Things to do:
1 – List each line of the rows below that contains the string "spoke", treating uppercase and lowercase as different.
2 – Pick up the passage on survey dependency graphs at its last line and extend it.

Source extract:
Dependency Graph with Complex Types¶
The dependency graph construction from Preconditions and Postconditions extends to track component-level dependencies:
- An edge \((I_j \to I_i)\) exists if \(P_i\) references any component of \(S_j\)
- For vector \(S_j\): references to \(S_j[k]\) for any \(k\) create a dependency
- For matrix \(S_j\): references to \(S_j[k][\ell]\) for any \(k, \ell\) create a dependency
This ensures that cycle detection and coverage analysis remain sound for complex types.
Dependency Graph with Vectors
Budget Planning Survey:
- \(I_1\): "Allocate total budget across 5 departments" (vector)
- \(I_2\): "R&D sub-allocation" with precondition depending on \(S_1[1]\) (R&D budget component)
- \(I_3\): "Marketing sub-allocation" with precondition depending on \(S_1[2]\) (Marketing budget component)
Dependency graph:
- \((I_1 \to I_2)\) — \(I_2\) depends on \(S_1[1]\)
- \((I_1 \to I_3)\) — \(I_3\) depends on \(S_1[2]\)
Both \(I_2\) and \(I_3\) depend on \(I_1\), but can be evaluated in parallel after \(I_1\) is completed (no dependency between \(I_2\) and \(I_3\)).
Practical Examples¶
Example 1: Employee Satisfaction Survey¶
A survey measuring employee satisfaction across multiple dimensions with conditional follow-up questions.
Survey Structure:
Item \(I_1\): "Rate 5 aspects of job satisfaction on a 1-10 scale"
- Type: Vector of 5 integers
- Domain: Each \(S_1[j] \in [1,10]\) for \(j \in \{1,2,3,4,5\}\)
- Aspects: compensation, work-life balance, management, career growth, work environment
Item \(I_2\): "Detailed questions about problem areas"
- Precondition: \(P_2 = \bigvee_{j=1}^{5} (S_1[j] < 5)\)
- Asked if any aspect rated below 5 (dissatisfaction threshold)
Item \(I_3\): "Rank problematic areas by priority for improvement"
- Type: Vector (variable size, only low-rated aspects included)
- Precondition: \(P_3 = P_2\) (same condition as \(I_2\))
Item \(I_4\): "Allocate 100 points across aspects to indicate improvement priority"
- Type: Vector of 5 integers
- Precondition: \(P_4 = P_2\)

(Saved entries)

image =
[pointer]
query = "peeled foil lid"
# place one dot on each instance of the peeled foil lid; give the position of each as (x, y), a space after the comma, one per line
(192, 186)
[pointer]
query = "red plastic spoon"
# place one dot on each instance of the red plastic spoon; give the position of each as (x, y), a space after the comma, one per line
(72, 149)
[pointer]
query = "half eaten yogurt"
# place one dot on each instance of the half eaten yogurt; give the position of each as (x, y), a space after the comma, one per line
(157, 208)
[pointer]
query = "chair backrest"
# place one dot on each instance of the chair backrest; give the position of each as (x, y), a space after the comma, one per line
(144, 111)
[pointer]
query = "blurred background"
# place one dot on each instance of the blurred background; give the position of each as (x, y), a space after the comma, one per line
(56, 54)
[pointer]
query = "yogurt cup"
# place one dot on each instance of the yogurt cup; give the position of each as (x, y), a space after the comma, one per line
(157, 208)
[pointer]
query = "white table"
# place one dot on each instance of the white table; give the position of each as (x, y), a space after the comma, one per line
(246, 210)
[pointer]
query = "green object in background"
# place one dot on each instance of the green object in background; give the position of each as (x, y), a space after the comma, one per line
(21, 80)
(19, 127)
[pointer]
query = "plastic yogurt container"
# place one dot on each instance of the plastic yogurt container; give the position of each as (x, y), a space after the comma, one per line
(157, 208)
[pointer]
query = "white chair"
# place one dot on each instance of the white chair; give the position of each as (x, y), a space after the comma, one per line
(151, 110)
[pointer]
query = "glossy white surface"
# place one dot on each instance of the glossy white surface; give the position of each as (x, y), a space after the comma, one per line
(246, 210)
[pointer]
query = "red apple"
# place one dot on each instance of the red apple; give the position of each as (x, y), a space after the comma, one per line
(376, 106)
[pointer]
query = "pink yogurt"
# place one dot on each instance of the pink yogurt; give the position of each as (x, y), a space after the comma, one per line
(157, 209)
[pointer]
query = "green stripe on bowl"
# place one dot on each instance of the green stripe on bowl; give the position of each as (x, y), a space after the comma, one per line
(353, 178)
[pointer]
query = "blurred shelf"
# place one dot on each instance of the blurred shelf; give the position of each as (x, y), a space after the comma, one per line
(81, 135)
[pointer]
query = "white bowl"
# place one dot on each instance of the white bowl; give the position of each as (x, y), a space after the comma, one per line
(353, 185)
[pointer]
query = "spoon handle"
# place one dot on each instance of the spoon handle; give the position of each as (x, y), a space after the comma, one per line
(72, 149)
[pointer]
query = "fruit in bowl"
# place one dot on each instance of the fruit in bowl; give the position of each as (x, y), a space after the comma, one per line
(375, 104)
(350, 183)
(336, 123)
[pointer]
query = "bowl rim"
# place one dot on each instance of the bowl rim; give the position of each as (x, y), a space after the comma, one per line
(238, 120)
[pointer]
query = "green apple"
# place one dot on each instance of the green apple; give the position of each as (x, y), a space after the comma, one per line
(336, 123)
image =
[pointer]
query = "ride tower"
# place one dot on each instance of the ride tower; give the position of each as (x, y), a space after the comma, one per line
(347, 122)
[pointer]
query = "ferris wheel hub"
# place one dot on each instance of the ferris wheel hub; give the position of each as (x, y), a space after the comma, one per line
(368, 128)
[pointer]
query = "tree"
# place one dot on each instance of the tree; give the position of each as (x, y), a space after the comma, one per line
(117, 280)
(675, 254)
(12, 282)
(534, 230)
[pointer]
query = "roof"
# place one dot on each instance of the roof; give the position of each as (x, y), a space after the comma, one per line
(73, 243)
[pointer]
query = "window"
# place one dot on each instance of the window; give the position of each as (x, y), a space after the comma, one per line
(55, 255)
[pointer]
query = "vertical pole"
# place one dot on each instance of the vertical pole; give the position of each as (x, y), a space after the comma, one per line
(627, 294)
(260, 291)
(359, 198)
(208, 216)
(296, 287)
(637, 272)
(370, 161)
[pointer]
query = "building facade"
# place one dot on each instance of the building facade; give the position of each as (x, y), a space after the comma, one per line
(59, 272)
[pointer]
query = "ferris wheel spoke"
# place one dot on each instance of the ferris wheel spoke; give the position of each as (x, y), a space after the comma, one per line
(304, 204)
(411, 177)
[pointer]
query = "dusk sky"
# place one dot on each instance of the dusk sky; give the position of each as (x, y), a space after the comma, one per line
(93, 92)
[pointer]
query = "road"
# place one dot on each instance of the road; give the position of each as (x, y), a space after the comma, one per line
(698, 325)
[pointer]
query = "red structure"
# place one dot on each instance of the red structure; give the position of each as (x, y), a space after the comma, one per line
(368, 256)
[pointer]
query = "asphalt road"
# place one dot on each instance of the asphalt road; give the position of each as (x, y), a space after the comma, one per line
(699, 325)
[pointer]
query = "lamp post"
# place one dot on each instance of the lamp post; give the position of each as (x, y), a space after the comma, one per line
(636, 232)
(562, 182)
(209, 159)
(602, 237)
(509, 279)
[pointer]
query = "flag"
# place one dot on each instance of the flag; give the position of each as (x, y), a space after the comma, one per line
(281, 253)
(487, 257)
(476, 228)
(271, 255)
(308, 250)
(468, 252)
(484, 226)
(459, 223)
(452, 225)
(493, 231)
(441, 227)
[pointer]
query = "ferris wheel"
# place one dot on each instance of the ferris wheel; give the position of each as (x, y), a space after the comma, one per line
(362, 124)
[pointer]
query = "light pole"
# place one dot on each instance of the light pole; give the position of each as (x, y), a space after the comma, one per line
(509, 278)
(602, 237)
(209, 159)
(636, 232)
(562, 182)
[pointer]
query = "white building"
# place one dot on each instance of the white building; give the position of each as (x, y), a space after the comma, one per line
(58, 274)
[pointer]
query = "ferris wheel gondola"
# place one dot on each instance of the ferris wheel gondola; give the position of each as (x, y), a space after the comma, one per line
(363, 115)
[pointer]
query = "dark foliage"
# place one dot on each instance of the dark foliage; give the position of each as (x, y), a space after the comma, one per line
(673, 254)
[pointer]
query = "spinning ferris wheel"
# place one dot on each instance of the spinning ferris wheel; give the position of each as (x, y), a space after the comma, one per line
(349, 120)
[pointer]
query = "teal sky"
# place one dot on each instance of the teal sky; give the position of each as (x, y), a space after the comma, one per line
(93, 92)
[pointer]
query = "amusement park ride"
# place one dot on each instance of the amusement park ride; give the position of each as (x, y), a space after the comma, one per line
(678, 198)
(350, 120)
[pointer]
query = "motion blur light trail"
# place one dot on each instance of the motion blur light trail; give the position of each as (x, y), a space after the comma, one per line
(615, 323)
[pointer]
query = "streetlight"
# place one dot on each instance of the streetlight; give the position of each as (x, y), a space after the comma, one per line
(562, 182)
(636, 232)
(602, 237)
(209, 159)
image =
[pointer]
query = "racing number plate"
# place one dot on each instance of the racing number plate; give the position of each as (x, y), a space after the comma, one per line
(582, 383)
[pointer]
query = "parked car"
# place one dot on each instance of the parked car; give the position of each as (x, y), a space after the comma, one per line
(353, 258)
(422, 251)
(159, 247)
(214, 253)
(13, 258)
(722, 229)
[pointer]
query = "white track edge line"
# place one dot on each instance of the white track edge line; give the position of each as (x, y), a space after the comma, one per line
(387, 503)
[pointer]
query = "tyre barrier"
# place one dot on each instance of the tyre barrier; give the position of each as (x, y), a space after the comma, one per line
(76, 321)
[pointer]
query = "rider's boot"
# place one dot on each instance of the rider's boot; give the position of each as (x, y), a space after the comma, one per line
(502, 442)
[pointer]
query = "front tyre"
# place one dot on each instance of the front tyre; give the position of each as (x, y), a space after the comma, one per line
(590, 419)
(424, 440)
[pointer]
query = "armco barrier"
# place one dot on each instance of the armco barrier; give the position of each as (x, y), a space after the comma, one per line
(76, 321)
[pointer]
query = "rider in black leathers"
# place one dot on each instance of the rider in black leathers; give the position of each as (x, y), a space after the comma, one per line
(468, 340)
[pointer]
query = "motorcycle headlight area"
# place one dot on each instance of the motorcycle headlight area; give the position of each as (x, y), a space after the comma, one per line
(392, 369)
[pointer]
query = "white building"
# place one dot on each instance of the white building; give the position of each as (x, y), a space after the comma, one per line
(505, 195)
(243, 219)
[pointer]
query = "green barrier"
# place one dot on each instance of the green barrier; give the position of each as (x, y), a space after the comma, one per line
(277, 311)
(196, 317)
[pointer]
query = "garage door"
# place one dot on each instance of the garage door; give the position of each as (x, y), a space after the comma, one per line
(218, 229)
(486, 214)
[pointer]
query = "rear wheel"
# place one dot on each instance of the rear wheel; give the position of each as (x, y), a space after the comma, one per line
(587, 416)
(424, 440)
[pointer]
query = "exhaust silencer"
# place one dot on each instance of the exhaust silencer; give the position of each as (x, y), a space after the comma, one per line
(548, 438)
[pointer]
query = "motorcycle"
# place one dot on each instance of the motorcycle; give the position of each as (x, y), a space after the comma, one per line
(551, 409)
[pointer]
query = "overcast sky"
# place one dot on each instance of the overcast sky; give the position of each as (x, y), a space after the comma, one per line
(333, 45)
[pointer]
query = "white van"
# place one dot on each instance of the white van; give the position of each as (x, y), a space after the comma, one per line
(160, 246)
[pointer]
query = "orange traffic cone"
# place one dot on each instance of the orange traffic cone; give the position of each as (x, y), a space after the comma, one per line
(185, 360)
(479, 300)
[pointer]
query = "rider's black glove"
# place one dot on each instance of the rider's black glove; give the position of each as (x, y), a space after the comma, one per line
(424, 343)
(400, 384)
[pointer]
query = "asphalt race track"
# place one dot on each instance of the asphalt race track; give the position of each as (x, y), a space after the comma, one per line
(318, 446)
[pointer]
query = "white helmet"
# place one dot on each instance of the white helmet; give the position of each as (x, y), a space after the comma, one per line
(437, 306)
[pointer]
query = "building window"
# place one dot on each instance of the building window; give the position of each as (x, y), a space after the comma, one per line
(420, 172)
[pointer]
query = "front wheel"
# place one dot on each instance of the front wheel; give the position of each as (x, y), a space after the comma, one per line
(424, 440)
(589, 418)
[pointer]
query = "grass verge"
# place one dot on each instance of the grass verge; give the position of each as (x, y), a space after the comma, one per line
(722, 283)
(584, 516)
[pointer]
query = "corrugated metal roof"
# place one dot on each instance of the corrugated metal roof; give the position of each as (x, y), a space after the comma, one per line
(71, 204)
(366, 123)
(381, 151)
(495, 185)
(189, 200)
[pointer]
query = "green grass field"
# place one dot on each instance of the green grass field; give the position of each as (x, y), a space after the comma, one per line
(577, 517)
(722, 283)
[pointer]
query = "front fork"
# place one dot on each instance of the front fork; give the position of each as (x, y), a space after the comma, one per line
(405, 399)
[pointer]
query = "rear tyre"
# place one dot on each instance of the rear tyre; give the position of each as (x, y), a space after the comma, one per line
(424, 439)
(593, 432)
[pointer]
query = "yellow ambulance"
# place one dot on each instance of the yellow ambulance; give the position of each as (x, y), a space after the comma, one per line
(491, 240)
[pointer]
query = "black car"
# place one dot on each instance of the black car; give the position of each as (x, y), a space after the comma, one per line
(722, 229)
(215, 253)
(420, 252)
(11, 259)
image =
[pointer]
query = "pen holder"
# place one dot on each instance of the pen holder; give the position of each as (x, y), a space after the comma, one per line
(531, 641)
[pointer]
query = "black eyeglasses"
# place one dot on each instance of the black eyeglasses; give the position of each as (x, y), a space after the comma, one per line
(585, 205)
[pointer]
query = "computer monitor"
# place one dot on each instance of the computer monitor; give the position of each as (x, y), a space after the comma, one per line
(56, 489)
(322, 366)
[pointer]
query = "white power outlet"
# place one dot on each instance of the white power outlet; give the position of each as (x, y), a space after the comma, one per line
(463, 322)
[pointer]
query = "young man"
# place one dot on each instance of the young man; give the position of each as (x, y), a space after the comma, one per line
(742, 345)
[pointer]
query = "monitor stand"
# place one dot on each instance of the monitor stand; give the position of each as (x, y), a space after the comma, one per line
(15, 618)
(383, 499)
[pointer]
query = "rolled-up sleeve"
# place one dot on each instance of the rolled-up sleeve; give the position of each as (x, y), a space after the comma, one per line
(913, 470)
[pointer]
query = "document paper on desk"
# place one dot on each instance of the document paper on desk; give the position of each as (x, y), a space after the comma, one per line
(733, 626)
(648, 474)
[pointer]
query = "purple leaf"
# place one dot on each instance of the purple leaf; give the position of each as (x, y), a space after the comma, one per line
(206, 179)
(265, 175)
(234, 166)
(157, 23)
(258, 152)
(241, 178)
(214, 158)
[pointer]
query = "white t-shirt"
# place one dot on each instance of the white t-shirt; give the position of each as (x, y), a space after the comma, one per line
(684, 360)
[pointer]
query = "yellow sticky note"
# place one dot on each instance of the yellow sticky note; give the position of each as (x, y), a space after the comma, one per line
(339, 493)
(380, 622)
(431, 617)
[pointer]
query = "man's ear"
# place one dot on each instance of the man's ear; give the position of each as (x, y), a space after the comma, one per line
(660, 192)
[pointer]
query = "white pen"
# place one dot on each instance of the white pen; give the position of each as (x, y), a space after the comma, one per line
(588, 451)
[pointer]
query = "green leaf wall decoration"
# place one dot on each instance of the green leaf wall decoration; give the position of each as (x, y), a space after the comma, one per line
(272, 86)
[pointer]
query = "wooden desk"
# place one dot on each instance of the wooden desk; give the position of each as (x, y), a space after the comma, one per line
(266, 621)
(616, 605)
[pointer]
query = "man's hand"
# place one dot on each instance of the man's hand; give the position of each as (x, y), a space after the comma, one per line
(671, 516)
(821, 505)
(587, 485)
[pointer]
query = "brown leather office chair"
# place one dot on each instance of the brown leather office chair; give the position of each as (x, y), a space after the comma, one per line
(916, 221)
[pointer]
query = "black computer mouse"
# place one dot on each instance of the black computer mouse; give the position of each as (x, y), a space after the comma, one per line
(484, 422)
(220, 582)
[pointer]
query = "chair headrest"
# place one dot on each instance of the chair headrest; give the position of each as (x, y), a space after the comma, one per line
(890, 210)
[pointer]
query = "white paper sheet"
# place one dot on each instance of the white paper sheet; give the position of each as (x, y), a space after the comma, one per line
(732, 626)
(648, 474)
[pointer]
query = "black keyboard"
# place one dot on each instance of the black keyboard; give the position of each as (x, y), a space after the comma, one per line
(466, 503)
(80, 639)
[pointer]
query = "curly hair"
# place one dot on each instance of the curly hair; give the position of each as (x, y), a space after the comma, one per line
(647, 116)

Written answers:
1 –
query = "ferris wheel spoke"
# place one dot on each instance of the ferris wheel spoke; give the position of each as (x, y), a space after the comma, one per line

2 –
- Postcondition: \(Q_4 = \left(\sum_{j=1}^{5} S_4[j] = 100\right)\)
Key Features:
- Vector items for multi-dimensional ratings
- Conditional logic based on vector component thresholds
- Allocation constraint ensuring total equals 100
Example 2: Product Comparison Matrix¶
A market research questionnaire comparing products across multiple attributes.
Survey Structure:
Item \(I_1\): "Compare 4 products on 6 attributes (0-100 scale)"
- Type: Matrix \(4 \times 6\)
- Domain: Each \(S_1[j][k] \in [0,100]\)
- Rows: Products A, B, C, D
- Columns: Price, Quality, Design, Support, Innovation, Value
Item \(I_2\): "Follow-up on perfect-scoring products"
- Precondition: \(P_2 = \bigvee_{j=1}^{4} \left(\bigwedge_{k=1}^{6} (S_1[j][k] = 100)\right)\)
- Asked if any product scores 100 on all attributes
Item \(I_3\): "Identify best product per attribute"
- Type: Vector of 6 integers (product indices)
- Domain: Each \(S_3[k] \in \{1,2,3,4\}\) (product A, B, C, or D)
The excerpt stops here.